Page extract:
###

Results 1 to 7 of 7

Thread: [Resolved] Any help with this formula [HTMLAgility-Pack]

  1. #1

    Thread Starter
    Member
    Join Date
    Apr 2011
    Posts
    35

    [Resolved] Any help with this formula [HTMLAgility-Pack]

    Hi VB people

    GOT a bit of a pickle, i have been working with HTML-AP for a month or so and loving it, also learning as i go along. Currently i am picking at different sites (for work) and i am currently stuck, well not stuck as i have got around it using the code below, but is there a way to get the "text" that i need.

    Site-Link

    So i am after the product name which is located in a H2 tag BUT whenever i try to pull the innertext from the tag it pulls the whole lot from the content column and its got me baffled?

    I am currently getting the product name from the breadcrumb link but that pulls some unwanted characters which can be seen in the "replace" function.

    Code:
            'get Product Name
            Dim getProductName = doc.DocumentNode.SelectSingleNode("//*[@class='breadcrumbs']//li[5]").InnerText
            getProductName = getProductName.Replace(">", "")
            Console.WriteLine(getProductName)
    The above works fine, i can carry on with what i am doing but i'd like to know if there is a way of getting the product name.
    Last edited by lynx2011; Apr 30th, 2017 at 08:56 AM.

###

Supplied records:

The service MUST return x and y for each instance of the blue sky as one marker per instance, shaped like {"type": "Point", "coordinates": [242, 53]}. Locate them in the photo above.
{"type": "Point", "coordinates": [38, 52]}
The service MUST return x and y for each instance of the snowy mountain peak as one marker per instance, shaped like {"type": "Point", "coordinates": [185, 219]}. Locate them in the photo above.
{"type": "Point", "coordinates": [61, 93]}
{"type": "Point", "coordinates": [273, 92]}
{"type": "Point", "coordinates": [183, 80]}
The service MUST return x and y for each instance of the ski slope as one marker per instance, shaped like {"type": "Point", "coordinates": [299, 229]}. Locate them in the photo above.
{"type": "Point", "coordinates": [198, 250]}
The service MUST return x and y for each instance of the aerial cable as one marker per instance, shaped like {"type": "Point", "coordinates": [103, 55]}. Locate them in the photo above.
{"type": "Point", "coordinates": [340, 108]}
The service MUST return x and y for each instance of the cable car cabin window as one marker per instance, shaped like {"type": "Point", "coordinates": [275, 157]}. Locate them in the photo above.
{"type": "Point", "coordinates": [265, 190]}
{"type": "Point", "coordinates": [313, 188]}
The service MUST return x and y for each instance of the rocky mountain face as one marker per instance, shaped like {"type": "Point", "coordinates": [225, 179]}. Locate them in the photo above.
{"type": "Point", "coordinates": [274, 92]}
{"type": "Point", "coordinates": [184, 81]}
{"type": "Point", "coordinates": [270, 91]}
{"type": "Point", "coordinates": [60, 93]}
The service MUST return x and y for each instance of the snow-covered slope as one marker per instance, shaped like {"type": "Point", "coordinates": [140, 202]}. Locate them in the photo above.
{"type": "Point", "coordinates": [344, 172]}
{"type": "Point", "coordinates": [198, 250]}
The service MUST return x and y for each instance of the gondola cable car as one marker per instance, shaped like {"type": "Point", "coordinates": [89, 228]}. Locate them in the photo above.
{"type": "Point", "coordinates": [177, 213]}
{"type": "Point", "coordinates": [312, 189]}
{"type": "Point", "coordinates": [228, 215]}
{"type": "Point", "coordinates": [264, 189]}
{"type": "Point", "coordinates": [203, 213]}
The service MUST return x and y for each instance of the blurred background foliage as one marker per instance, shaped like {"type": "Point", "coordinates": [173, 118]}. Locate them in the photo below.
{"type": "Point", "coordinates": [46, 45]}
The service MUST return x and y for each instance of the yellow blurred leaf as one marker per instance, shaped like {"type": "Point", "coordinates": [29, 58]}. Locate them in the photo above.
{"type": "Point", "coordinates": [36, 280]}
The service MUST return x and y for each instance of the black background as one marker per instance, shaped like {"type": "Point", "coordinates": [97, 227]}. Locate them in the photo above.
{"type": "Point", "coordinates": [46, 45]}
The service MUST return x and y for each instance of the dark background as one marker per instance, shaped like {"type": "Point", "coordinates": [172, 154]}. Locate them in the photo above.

###

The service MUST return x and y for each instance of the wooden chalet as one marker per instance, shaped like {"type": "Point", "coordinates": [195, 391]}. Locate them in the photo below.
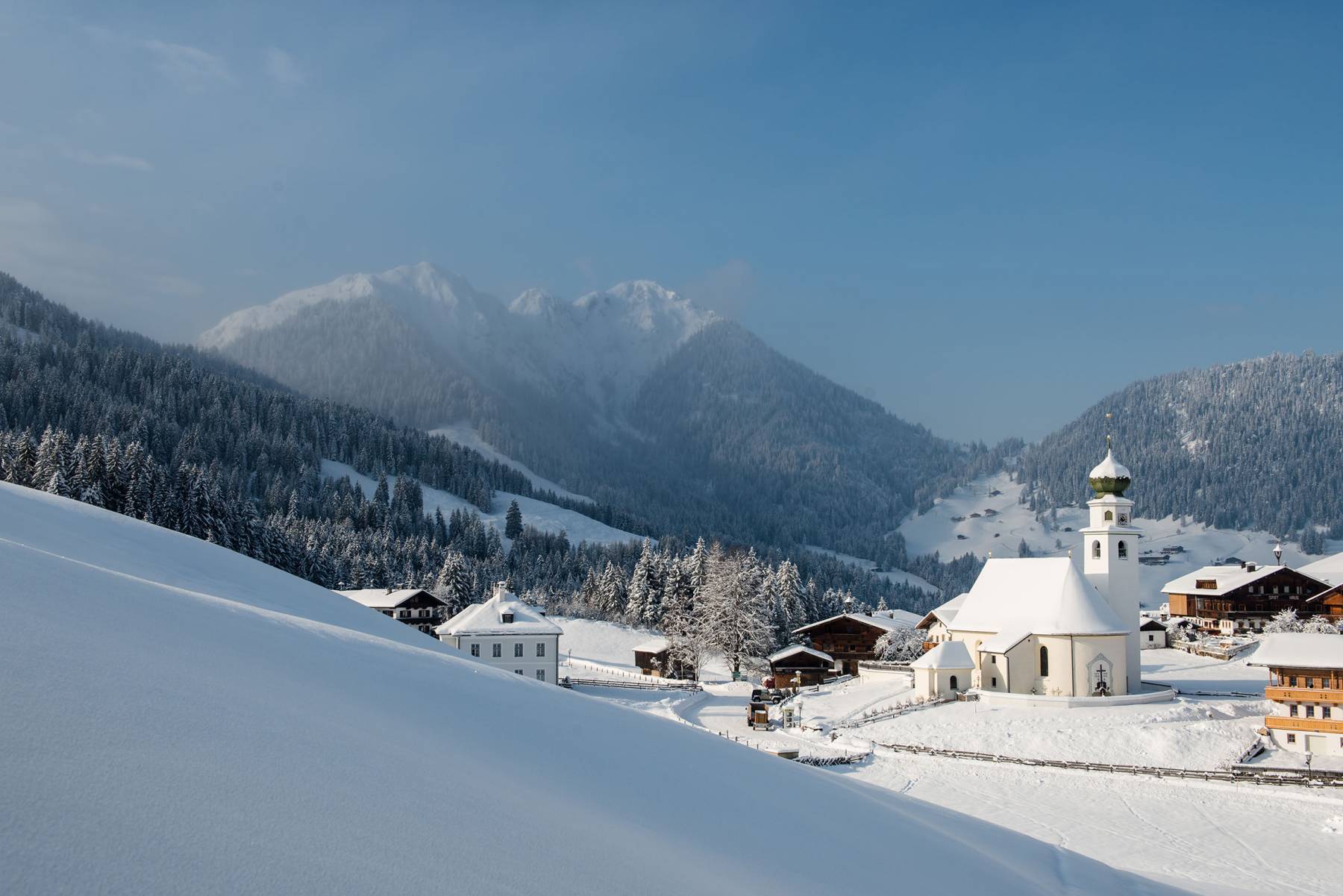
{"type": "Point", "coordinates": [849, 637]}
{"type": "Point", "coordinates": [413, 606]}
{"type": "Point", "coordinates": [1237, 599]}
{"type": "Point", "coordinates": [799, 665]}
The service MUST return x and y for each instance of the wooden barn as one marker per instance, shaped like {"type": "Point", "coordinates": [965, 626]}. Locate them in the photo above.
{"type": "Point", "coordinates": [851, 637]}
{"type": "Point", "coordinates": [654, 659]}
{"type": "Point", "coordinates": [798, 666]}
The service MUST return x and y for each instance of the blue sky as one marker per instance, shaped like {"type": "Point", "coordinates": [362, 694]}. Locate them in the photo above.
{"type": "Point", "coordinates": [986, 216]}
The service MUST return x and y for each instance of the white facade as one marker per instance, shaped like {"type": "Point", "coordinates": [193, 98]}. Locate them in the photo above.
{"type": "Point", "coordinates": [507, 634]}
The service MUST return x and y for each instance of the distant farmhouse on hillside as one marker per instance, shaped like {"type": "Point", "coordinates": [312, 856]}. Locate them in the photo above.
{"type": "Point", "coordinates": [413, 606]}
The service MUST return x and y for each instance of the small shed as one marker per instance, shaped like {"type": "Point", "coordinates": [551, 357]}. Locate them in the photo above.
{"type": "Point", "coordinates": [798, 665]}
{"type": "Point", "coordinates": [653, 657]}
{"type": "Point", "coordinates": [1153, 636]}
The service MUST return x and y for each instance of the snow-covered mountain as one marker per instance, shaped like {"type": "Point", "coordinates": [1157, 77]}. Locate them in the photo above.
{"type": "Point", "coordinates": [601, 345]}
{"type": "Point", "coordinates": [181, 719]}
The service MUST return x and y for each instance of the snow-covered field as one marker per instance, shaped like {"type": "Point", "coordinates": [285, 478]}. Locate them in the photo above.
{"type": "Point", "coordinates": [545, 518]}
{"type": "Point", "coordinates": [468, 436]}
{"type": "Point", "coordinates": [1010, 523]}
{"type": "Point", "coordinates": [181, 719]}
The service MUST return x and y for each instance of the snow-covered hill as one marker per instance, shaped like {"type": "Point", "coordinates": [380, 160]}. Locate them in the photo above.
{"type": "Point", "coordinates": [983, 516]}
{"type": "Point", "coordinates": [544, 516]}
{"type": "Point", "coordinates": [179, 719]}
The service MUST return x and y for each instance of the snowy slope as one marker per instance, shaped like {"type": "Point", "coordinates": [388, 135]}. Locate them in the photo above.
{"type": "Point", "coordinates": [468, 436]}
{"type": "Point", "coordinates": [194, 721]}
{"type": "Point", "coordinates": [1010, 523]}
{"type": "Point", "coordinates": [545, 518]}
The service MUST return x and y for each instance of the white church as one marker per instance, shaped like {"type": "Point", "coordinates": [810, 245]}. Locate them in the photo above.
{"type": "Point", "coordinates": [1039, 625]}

###

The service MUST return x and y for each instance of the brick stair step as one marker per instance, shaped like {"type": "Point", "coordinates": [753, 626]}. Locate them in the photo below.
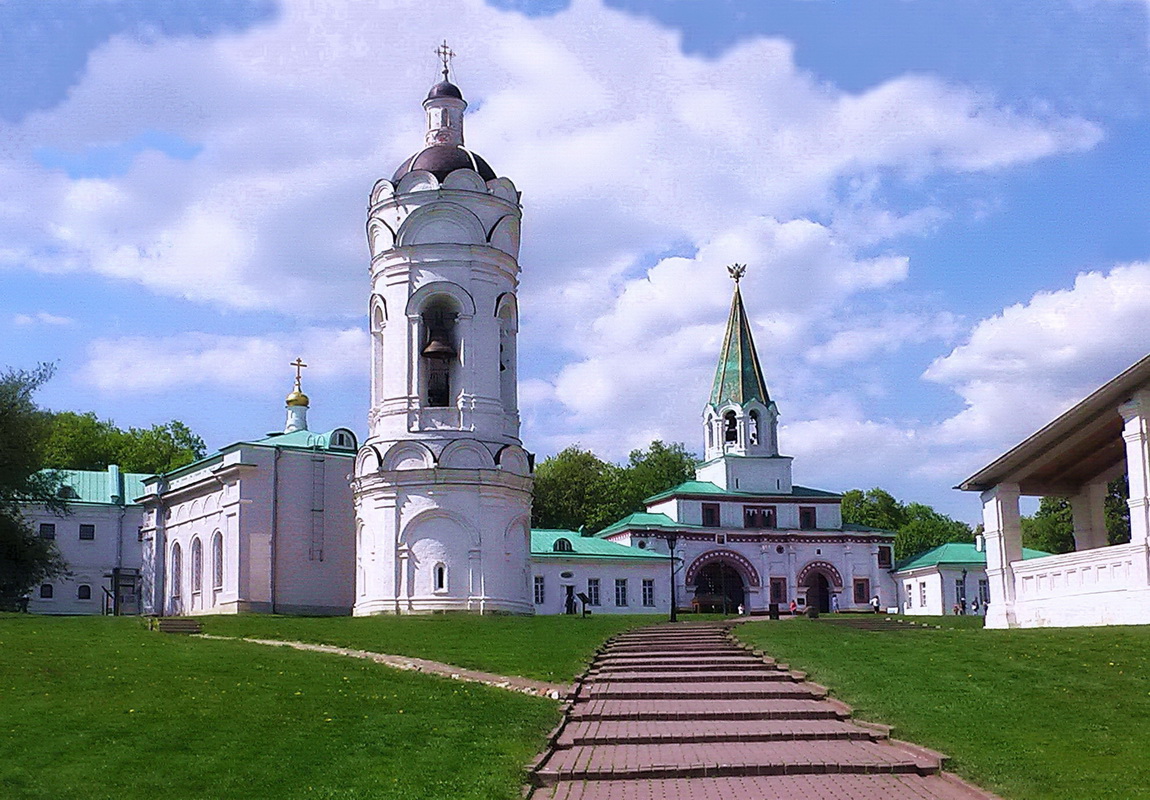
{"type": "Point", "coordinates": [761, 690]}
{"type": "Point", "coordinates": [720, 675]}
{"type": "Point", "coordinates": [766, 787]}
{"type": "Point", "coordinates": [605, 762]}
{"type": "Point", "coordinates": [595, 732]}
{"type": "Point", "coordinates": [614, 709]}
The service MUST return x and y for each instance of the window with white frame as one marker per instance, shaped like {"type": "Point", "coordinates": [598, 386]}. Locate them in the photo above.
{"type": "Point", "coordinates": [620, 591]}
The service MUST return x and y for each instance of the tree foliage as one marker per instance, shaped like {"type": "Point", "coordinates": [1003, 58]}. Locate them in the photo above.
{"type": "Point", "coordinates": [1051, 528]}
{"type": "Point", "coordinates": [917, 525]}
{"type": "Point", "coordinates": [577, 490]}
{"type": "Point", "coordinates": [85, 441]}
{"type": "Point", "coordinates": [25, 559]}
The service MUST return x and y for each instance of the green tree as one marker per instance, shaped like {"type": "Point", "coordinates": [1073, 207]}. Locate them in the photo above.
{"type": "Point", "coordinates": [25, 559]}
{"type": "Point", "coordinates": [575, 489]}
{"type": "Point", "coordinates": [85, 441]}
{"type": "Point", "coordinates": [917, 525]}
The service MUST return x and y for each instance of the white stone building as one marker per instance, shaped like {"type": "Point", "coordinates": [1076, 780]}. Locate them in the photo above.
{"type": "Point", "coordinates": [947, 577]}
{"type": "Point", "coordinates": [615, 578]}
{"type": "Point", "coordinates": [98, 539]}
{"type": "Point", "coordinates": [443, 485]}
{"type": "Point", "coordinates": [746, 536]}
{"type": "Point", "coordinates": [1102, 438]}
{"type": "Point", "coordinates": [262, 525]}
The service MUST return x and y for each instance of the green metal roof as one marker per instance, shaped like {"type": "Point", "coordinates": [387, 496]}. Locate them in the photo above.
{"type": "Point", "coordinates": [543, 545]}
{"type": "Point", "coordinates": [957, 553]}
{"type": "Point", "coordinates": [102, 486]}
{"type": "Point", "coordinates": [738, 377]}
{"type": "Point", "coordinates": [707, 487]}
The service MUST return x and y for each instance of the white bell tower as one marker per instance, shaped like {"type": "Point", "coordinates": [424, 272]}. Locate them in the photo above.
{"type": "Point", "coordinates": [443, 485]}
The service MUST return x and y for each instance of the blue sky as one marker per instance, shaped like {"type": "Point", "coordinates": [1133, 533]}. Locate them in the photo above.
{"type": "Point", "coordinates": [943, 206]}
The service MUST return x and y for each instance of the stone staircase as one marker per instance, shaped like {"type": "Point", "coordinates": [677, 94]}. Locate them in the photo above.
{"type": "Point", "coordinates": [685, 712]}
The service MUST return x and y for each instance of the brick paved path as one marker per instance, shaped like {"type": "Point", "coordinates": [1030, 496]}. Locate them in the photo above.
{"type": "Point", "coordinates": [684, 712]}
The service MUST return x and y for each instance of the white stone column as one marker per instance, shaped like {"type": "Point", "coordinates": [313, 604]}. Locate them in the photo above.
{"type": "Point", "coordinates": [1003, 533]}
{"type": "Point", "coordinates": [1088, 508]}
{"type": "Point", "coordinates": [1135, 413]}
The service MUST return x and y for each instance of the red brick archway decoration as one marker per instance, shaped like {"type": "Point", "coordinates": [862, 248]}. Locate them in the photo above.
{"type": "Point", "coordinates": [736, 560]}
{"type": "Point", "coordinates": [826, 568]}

###

Your instructions: Please copy the forum thread about pulling a product name with HTML Agility Pack in full, with no changes. You can leave the records alone; they aren't needed here.

Answer to the task:
Results 1 to 7 of 7

Thread: [Resolved] Any help with this formula [HTMLAgility-Pack]

  1. #1

    Thread Starter
    Member
    Join Date
    Apr 2011
    Posts
    35

    [Resolved] Any help with this formula [HTMLAgility-Pack]

    Hi VB people

    GOT a bit of a pickle, i have been working with HTML-AP for a month or so and loving it, also learning as i go along. Currently i am picking at different sites (for work) and i am currently stuck, well not stuck as i have got around it using the code below, but is there a way to get the "text" that i need.

    Site-Link

    So i am after the product name which is located in a H2 tag BUT whenever i try to pull the innertext from the tag it pulls the whole lot from the content column and its got me baffled?

    I am currently getting the product name from the breadcrumb link but that pulls some unwanted characters which can be seen in the "replace" function.

    Code:
            'get Product Name
            Dim getProductName = doc.DocumentNode.SelectSingleNode("//*[@class='breadcrumbs']//li[5]").InnerText
            getProductName = getProductName.Replace(">", "")
            Console.WriteLine(getProductName)
    The above works fine, i can carry on with what i am doing but i'd like to know if there is a way of getting the product name.
    Last edited by lynx2011; Apr 30th, 2017 at 08:56 AM.